◆ Task brief:
Reproduce the passage on al-Rukban camp from "The camp has" up to and including "he told Diyaruna.", swapping "clinic" for "field hospital".

◆ Excerpt to read:
The daily death of children from malnutrition or disease has become "routine news" for displaced Syrians sheltering at al-Rukban camp in the no-man's land between Jordan and Syria, officials tell Diyaruna.
The camp has come under regular attack from the "Islamic State of Iraq and Syria" (ISIS), as a result of which all relief organisations have suspended operations there.
The situation in the camp is "catastrophic in every respect", said Mohammed Ahmed Derbas, deputy chairman of the Tribal Council of Palmyra and member of the board of directors of the Relief Office in al-Rukban camp.
The only medical care available in the camp is provided by a clinic near the border, "which is intended to treat minor or emergency cases only", he told Diyaruna.
"Otherwise, medical care in the camp is totally non-existent, especially care for children, the elderly and those with chronic diseases," he said.
Critical cases are transferred to the Jordanian interior for treatment, he said, but the transport process is difficult and is limited to a small number of cases.
Difficult to access
Al-Rukban camp was established in 2015 to receive Syrian civilians fleeing the ISIS-controlled areas of Palmyra, al-Qaryatayn, al-Raqa and Deir Ezzor.
At first, tents were set up at random in the buffer zone between Jordan and Syria, but the area soon became a permanent campsite for the displaced population, and local tribesmen in particular.
The camp is now home to close to 100,000 internally displaced persons (IDPs), al-Rukban relief worker Tareq al-Nuaimi told Diyaruna.
Last year, after an ISIS suicide bomber killed seven Jordanian soldiers at a military base less than a mile away from the camp, Jordan declared the area a "closed military zone" and stopped allowing refugees to cross its borders.
"The campsite is set in very harsh desert terrain, and the refugees are constantly being hit with sandstorms and the occasional flash flood," he said.
In April, floods and winds toppled dozens of tents and left many families without shelter, al-Nuaimi said.
Additionally, the camp is isolated, with no roads connecting it to other areas, making it hard to deliver food and drinking water to its residents.

◆ Entries supplied:

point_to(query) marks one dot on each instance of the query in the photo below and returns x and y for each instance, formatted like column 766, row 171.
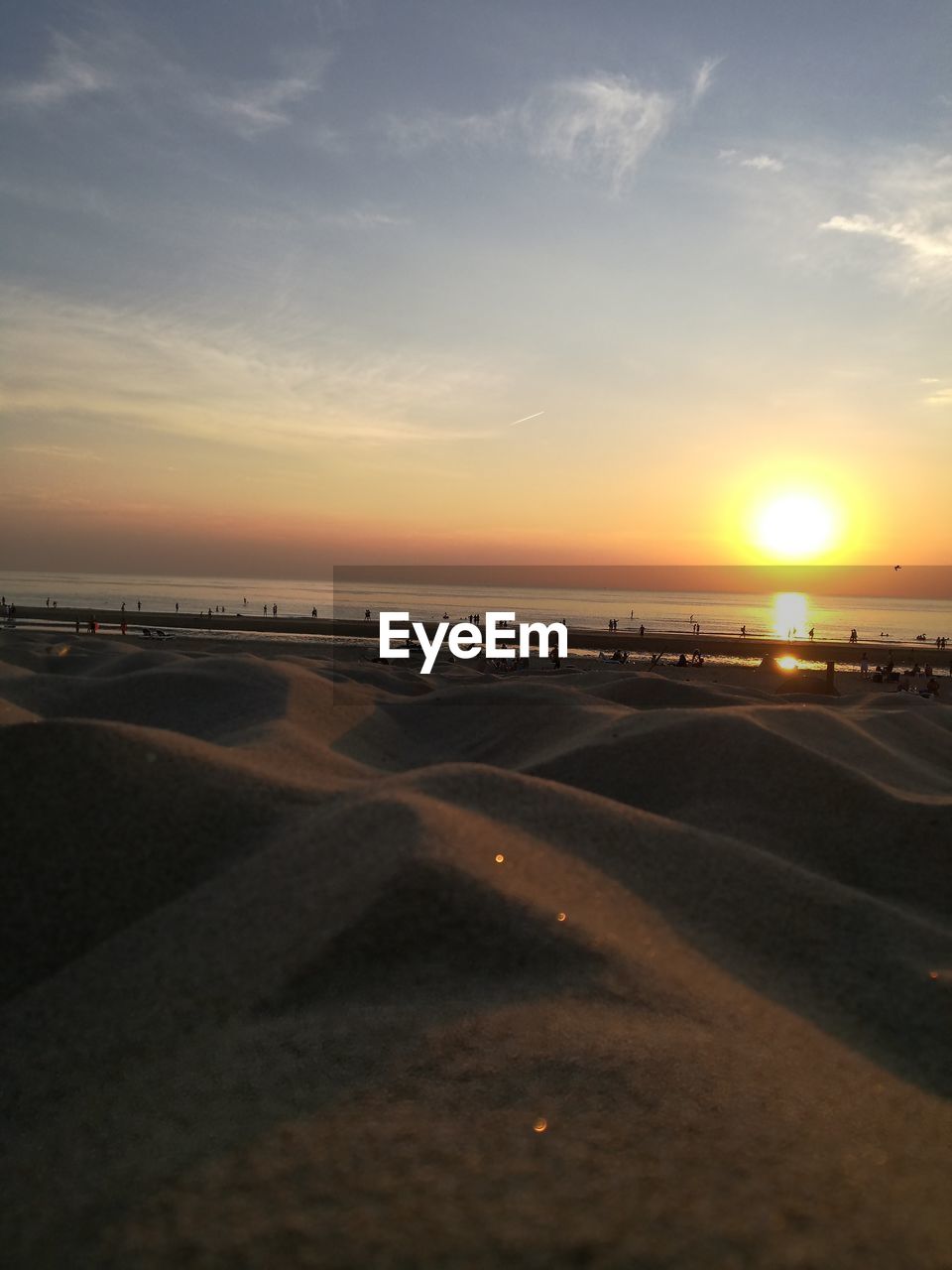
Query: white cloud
column 601, row 125
column 258, row 107
column 166, row 372
column 67, row 72
column 121, row 64
column 703, row 77
column 924, row 244
column 909, row 207
column 760, row 163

◆ Answer to this exercise:
The camp has come under regular attack from the "Islamic State of Iraq and Syria" (ISIS), as a result of which all relief organisations have suspended operations there.
The situation in the camp is "catastrophic in every respect", said Mohammed Ahmed Derbas, deputy chairman of the Tribal Council of Palmyra and member of the board of directors of the Relief Office in al-Rukban camp.
The only medical care available in the camp is provided by a field hospital near the border, "which is intended to treat minor or emergency cases only", he told Diyaruna.